>>>>
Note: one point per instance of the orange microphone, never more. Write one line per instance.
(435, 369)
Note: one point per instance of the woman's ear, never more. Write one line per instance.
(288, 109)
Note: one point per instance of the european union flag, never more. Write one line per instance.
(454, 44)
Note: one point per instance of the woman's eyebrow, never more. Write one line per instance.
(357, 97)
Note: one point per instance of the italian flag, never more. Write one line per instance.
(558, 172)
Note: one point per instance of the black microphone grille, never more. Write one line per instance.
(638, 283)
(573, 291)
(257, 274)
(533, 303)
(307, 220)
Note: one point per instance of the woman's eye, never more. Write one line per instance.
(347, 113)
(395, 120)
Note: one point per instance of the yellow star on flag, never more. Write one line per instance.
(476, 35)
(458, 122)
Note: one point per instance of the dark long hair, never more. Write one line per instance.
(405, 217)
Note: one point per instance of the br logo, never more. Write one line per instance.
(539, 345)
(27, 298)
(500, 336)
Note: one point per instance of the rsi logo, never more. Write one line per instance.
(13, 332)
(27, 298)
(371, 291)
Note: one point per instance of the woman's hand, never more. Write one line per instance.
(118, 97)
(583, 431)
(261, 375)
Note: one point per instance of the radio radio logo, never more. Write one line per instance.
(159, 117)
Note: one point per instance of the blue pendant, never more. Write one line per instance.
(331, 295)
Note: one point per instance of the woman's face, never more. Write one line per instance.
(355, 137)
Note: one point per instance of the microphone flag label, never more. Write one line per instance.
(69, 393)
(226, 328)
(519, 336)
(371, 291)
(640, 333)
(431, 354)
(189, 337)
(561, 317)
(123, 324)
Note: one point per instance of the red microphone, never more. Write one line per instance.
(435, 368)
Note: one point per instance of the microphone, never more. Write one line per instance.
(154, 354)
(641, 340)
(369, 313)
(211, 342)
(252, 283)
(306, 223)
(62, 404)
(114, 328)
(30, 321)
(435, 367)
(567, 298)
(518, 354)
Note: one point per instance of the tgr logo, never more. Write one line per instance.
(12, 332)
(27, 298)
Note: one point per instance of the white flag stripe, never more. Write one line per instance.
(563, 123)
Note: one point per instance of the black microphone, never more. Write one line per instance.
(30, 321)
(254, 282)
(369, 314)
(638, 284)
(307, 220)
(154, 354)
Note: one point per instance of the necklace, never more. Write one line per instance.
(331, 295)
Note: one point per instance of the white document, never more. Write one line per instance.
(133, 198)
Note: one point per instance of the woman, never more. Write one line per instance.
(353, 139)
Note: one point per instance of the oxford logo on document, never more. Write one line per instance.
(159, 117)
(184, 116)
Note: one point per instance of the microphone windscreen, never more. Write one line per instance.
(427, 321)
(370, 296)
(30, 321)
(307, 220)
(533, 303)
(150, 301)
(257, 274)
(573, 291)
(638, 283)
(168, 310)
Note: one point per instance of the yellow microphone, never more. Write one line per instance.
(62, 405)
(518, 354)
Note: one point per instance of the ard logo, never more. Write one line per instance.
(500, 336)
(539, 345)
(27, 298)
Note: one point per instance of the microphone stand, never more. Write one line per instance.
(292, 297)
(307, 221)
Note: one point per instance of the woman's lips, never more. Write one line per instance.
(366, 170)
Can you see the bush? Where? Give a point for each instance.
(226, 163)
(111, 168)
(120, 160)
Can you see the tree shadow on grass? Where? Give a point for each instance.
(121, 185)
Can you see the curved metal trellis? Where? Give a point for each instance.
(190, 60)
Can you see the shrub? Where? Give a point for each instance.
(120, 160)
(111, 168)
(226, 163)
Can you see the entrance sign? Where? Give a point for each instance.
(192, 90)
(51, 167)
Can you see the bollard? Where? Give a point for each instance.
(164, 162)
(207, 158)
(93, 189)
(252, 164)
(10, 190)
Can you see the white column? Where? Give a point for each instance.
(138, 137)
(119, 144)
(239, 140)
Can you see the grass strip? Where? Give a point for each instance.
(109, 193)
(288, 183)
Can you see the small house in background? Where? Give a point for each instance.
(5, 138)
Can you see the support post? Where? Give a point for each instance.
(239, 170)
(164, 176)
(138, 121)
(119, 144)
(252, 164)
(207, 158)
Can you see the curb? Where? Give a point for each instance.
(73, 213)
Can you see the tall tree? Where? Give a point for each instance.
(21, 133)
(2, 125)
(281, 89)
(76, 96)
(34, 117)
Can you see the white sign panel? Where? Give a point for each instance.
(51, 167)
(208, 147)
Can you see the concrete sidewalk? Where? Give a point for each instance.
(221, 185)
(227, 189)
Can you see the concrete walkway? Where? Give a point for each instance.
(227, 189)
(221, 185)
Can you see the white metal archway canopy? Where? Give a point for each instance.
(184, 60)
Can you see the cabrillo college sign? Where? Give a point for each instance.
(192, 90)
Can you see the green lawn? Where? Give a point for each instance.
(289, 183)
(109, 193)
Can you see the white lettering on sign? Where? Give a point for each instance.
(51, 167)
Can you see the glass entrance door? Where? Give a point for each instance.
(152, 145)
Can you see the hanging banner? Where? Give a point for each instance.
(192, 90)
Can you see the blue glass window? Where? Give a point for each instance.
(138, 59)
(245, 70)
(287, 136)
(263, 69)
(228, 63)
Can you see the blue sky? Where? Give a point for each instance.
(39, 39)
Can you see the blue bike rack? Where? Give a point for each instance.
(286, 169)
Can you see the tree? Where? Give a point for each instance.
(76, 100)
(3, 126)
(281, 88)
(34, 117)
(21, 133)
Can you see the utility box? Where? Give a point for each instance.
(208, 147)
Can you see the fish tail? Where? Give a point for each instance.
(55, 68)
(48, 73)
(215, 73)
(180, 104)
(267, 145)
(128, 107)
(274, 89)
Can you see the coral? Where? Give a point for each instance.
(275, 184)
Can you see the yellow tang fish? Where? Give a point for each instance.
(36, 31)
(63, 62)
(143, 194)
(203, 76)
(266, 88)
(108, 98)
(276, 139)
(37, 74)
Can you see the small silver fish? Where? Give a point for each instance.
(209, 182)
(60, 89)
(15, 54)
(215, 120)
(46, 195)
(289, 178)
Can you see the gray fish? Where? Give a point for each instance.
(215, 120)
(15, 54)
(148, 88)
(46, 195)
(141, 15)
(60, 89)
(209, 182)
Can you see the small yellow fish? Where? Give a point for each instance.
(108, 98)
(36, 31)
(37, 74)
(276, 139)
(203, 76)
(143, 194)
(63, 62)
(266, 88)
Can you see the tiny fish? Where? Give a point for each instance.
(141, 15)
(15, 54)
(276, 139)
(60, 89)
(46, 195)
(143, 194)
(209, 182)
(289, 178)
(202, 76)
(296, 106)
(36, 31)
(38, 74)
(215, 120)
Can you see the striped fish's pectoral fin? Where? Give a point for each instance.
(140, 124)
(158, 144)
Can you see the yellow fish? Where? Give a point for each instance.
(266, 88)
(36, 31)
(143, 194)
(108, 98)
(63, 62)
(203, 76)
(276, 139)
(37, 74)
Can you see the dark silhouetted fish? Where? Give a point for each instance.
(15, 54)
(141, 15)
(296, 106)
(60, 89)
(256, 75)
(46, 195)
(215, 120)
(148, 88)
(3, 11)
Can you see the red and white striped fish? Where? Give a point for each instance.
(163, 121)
<<<<
• **EXERCISE DIRECTIONS**: In this exercise, reproduce the material word for word, in full.

• **TASK SOLUTION**:
Note: one point per instance of the orange microphone, never more. Write one line per instance.
(435, 369)
Note: one point per instance of the woman's ear, never more. Write one line per instance.
(288, 109)
Note: one point per instance of the european union flag, never more. Write one line per instance.
(454, 44)
Note: one point per instance of the woman's eyebrow, never more. Write one line per instance.
(357, 97)
Note: one point per instance of the italian flag, never more. Write one line per instance.
(558, 172)
Note: one point per instance of the black microphone grille, never more. Write one line per instance.
(638, 283)
(573, 291)
(257, 274)
(533, 303)
(307, 220)
Note: one point per instance of the woman's eye, never more. Write one line per instance.
(347, 113)
(395, 120)
Note: one point per instance of the yellow star on flag, never more. Write one line per instance.
(476, 35)
(458, 122)
Note: one point per instance of the dark long hair, never more. Write one line per instance.
(405, 217)
Note: one point per instance of the br logo, never more. Write one line per instance.
(539, 345)
(27, 298)
(500, 336)
Note: one point per instance of the rsi logo, never more. Write one line per instance.
(13, 332)
(27, 298)
(371, 291)
Note: one point per instance of the woman's hand, never more. Write one line per instance.
(118, 97)
(583, 431)
(261, 375)
Note: one point per instance of the radio radio logo, never more. Write one line per instance.
(159, 117)
Note: one point per instance of the blue pendant, never more. Write one line per instance.
(331, 295)
Note: one point per instance of the woman's face, never more. Write one line per instance.
(355, 137)
Note: one point per instance of the microphone flag label, never more. Write one line per instance.
(69, 393)
(226, 328)
(519, 336)
(371, 291)
(640, 333)
(431, 354)
(189, 337)
(561, 317)
(123, 324)
Note: one point per instance of the red microphone, never more. Write one line per instance.
(435, 368)
Note: one point per instance of the microphone, never more. Write one line per instance.
(154, 354)
(641, 340)
(369, 313)
(211, 342)
(252, 283)
(306, 223)
(62, 404)
(114, 328)
(30, 321)
(435, 367)
(567, 298)
(518, 354)
Note: one point per instance of the tgr logo, never more. Write one line per instance.
(12, 332)
(27, 298)
Note: one point per instance of the white flag stripe, never more. Write one line per instance.
(563, 123)
Note: one point per instance of the black microphone, never more. Write one line per instance.
(30, 321)
(254, 282)
(369, 314)
(638, 284)
(307, 220)
(154, 354)
Note: one point per instance of the necklace, never more. Write one line per instance.
(331, 295)
Note: one point per instance of the white document, never more. Write one line per instance.
(133, 198)
Note: one point per instance of the woman, never more. Write one line per instance.
(353, 139)
Note: one point per instance of the oxford logo on document, never more. Write one line per instance.
(159, 117)
(184, 116)
Note: one point per instance of the microphone windscreen, never more. Write one line per instance.
(427, 321)
(370, 296)
(30, 321)
(307, 220)
(533, 303)
(150, 301)
(257, 274)
(573, 291)
(638, 283)
(168, 310)
Note: one point per instance of the yellow microphone, never more. Write one line per instance.
(62, 405)
(518, 354)
Note: one point per instance of the ard logo, never more. Write one line per instance.
(500, 336)
(539, 345)
(27, 298)
Note: one point per instance of the microphone stand, never more. Write one line per instance.
(292, 297)
(307, 221)
Note: one point per instance of the woman's lips, never more. Write one line per instance.
(366, 170)
Can you see the bush? Where? Give a point for each instance.
(226, 163)
(111, 168)
(120, 160)
Can you see the tree shadow on grass? Where? Give a point for each instance.
(121, 185)
Can you see the curved metal trellis? Where? Give a point for each instance.
(190, 60)
Can you see the shrub? Where? Give a point for each instance.
(120, 160)
(111, 168)
(226, 163)
Can you see the entrance sign? Where? Give a point for each instance.
(192, 90)
(51, 167)
Can you see the bollard? Where? Give a point for each instance.
(164, 162)
(207, 158)
(93, 189)
(252, 164)
(10, 190)
Can you see the white column? Where? Give a point for each instance.
(138, 137)
(119, 144)
(239, 140)
Can you see the grass strip? Where? Give a point for each instance.
(109, 193)
(288, 183)
Can you see the small house in background? Where? Give a point for each instance.
(5, 138)
Can you see the support post? Where? Give a point for each instance.
(239, 170)
(164, 176)
(138, 121)
(119, 144)
(252, 164)
(207, 158)
Can you see the curb? Where? Give a point for each instance.
(73, 213)
Can you see the tall tree? Where? Give a point for each instance.
(21, 133)
(2, 125)
(281, 89)
(76, 96)
(34, 117)
Can you see the white sign panel? Where? Give a point for each instance.
(51, 167)
(208, 147)
Can you see the concrete sidewalk? Where? Give a point for each instance.
(221, 185)
(227, 189)
Can you see the concrete walkway? Where? Give a point for each instance.
(227, 189)
(221, 185)
Can you see the white metal archway canopy? Where? Give a point for each instance.
(184, 60)
Can you see the cabrillo college sign? Where? Give a point for each instance.
(192, 90)
Can you see the green lawn? Where? Give a point for each instance.
(289, 183)
(109, 193)
Can you see the white lettering on sign? Where? Give a point for each instance.
(51, 167)
Can you see the glass entrance door? Where? Give a point for each instance.
(152, 145)
Can you see the hanging banner? Where? Give a point for each instance.
(192, 90)
Can you see the blue glass window? Where? Give a point for each instance.
(138, 59)
(245, 70)
(287, 136)
(263, 69)
(228, 63)
Can you see the blue sky? Where? Give a point for each instance.
(39, 39)
Can you see the blue bike rack? Where? Give a point for each instance.
(286, 169)
Can you see the tree? Where? Give a point for each instance.
(76, 100)
(3, 126)
(281, 88)
(34, 117)
(21, 133)
Can you see the utility box? Where? Give a point for each instance.
(208, 147)
Can you see the fish tail? Where? Give a point for each instance.
(55, 68)
(48, 73)
(215, 73)
(180, 104)
(267, 145)
(128, 107)
(274, 89)
Can you see the coral? Where? Give a point for each instance.
(275, 184)
Can you see the yellow tang fish? Where? Give a point for each instance.
(36, 31)
(63, 62)
(143, 194)
(203, 76)
(266, 88)
(108, 98)
(276, 139)
(37, 74)
Can you see the small silver fish? Where? Give a point for each instance.
(209, 182)
(60, 89)
(15, 54)
(215, 120)
(46, 195)
(289, 178)
Can you see the gray fish? Where? Give a point for each instance.
(215, 120)
(15, 54)
(148, 88)
(46, 195)
(141, 15)
(60, 89)
(209, 182)
Can you see the small yellow fish? Where? Give a point for each instance.
(108, 98)
(36, 31)
(37, 74)
(276, 139)
(203, 76)
(143, 194)
(63, 62)
(266, 88)
Can you see the tiny fish? Where? Give a point for each instance.
(141, 15)
(15, 54)
(276, 139)
(60, 89)
(46, 195)
(143, 194)
(209, 182)
(289, 178)
(202, 76)
(296, 106)
(36, 31)
(38, 74)
(215, 120)
Can you see the striped fish's pectoral fin? Where? Give a point for each instance.
(140, 124)
(158, 144)
Can you see the yellow fish? Where? Give a point for each instance.
(266, 88)
(36, 31)
(143, 194)
(108, 98)
(63, 62)
(203, 76)
(276, 139)
(37, 74)
Can you see the dark silhouetted fish? Where? Give a point for each instance.
(15, 54)
(141, 15)
(296, 106)
(60, 89)
(256, 75)
(46, 195)
(215, 120)
(148, 88)
(3, 11)
Can you see the red and white striped fish? Where? Give a point for each instance.
(163, 121)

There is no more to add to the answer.